#### Document excerpt
In English, if your TT setup has low/no rumble (thinking exquisite air-bearing exotica?) then you will be rewarded with a very steady 'channel A <add/invert> channel B scope trace. But if you have an older TT with tired, dry bearings, a heavy arm + a highly compliant cartridge...and the resulting resonant frequency unfortunately happens to fall right on top of the 'bad bearing tune' then the trace is going to jump all around, even if you are tracking a special "quiet groove". (Quite possibly the best answer is to not look at all this & just employ a good rumble filter instead? :0)

Anyway, within a couple of minutes of playing around, you will be able to see just how close to a perfectly straight line your setup can get, best case, by nulling A vs B channels on your scope while playing a record.

Now that you & your setup are calibrated, pick one preamp & replace the fully-charged battery with a mostly discharged one & repeat your test. I'm assuming that up to a certain volume the line will stay straight, but if you play something with increasing dynamic range you will see the line start to bounce, no doubt in time to the kick drum, snare, or other heavy transient.

****

The neat thing about all of the above is that with 2 cheap battery powered phono preamps we can postulate questions & then set up an ad-hoc test to prove/disprove our theories about what will happen if 1 battery droops before the other?

Anyway, that was a great question - it's something that I hadn't thought about before. And you know what? If I figure out how to get the absolute best possible sound out of a couple of battery powered preamps *first*...then my mind will be way more prepared than before when I try to figure out how to get my PL 2000 phono stage to sound at least as good. (Right now, my guess would be to put the AC power supply outboard, and only bring clean DC inside. *Then*, the guys who seem to really know their way around this stuff claim that a properly executed Superreg situated close to the phono stage would be able to provide 'better than battery' or even 'better than battery w/local cap bypass' levels of performance.)

To be perfectly candid, I've got some learning to do before I start hacking my PL 2000. Some theory, plus a lot of ad-hoc hands-on experimentation. But already, these cheap Rat Shack preamps owe me nothing, for they have given me a lot to think about.

Few things are more fun than proving/disproving stuff with a scope -- making memories that will last a lifetime. :0)

#### Provided data
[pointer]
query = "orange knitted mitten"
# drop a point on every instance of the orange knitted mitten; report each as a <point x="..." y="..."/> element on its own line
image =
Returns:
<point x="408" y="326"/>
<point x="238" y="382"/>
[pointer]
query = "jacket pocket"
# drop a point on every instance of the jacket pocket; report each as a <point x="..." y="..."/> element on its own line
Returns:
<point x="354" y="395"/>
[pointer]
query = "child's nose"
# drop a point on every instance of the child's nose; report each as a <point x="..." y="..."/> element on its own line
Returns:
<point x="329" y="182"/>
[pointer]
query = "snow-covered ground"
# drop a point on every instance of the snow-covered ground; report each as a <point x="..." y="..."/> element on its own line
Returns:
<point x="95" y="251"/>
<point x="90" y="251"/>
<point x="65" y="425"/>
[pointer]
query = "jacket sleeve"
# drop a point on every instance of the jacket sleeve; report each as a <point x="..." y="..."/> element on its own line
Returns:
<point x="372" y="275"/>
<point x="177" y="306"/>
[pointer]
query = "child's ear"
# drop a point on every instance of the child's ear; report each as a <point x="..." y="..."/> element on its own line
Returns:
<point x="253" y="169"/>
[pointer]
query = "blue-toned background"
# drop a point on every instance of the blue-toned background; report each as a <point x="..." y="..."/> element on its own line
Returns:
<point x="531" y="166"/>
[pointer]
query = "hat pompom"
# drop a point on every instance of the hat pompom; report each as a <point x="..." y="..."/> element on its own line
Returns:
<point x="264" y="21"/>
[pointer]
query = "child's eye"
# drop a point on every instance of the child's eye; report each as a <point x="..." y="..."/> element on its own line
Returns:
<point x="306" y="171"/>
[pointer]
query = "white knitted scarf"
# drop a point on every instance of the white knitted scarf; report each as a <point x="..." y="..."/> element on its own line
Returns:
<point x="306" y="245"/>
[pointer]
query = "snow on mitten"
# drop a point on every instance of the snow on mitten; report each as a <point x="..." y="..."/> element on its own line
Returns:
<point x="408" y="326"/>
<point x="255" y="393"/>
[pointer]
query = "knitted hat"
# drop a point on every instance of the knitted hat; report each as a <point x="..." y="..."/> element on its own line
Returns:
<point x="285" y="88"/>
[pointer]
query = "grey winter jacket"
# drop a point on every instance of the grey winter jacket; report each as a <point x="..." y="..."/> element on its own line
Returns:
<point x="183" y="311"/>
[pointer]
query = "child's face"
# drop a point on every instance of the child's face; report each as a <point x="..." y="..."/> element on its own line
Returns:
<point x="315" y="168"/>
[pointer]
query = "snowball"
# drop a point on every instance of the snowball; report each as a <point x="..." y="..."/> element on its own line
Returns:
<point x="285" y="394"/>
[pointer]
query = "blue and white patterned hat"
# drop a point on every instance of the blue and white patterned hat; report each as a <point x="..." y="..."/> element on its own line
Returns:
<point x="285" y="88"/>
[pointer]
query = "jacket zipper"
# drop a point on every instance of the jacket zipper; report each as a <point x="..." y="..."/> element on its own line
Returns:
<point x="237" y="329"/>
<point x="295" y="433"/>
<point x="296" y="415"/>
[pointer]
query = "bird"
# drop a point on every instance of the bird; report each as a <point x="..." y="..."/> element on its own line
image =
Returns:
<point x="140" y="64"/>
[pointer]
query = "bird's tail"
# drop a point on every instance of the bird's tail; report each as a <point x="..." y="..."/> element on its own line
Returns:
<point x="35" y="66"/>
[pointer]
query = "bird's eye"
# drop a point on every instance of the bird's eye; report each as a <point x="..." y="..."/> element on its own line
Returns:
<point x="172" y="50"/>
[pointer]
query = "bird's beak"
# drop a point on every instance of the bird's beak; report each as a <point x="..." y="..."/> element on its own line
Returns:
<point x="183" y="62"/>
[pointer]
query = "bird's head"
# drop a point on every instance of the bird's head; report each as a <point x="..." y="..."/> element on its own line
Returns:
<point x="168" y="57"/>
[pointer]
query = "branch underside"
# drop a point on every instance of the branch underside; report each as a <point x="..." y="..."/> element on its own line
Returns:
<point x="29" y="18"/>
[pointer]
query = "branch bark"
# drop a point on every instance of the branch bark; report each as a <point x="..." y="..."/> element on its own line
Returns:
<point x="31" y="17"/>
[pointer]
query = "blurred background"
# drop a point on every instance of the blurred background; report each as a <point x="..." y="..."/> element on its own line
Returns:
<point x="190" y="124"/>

#### Problems to solve
- a) From the forum post on battery-powered phono preamps, reproduce the passage starting at "Now that you" and ending at "before the other?".
- b) In the forum post on battery-powered phono preamps, what goes into one preamp in place of the fully-charged battery when the test is repeated?
- c) Decide whether each statement agrees with the forum post on battery-powered phono preamps. Answer yes or no for each, and quote the words from the post that settle it.
(i) On an older turntable with a heavy arm and a highly compliant cartridge, the scope trace can move around even on a quiet groove.
(ii) The post says a Superreg should be placed far away from the phono stage.
(iii) The writer has already finished modifying the PL 2000.

#### Answers provided
- a)
Now that you & your setup are calibrated, pick one preamp & replace the fully-charged battery with a mostly discharged one & repeat your test. I'm assuming that up to a certain volume the line will stay straight, but if you play something with increasing dynamic range you will see the line start to bounce, no doubt in time to the kick drum, snare, or other heavy transient.

****

The neat thing about all of the above is that with 2 cheap battery powered phono preamps we can postulate questions & then set up an ad-hoc test to prove/disprove our theories about what will happen if 1 battery droops before the other?

- b) A mostly discharged battery.

- c)
(i) Yes: "the trace is going to jump all around, even if you are tracking a special "quiet groove""
(ii) No: "a properly executed Superreg situated close to the phono stage"
(iii) No: "I've got some learning to do before I start hacking my PL 2000"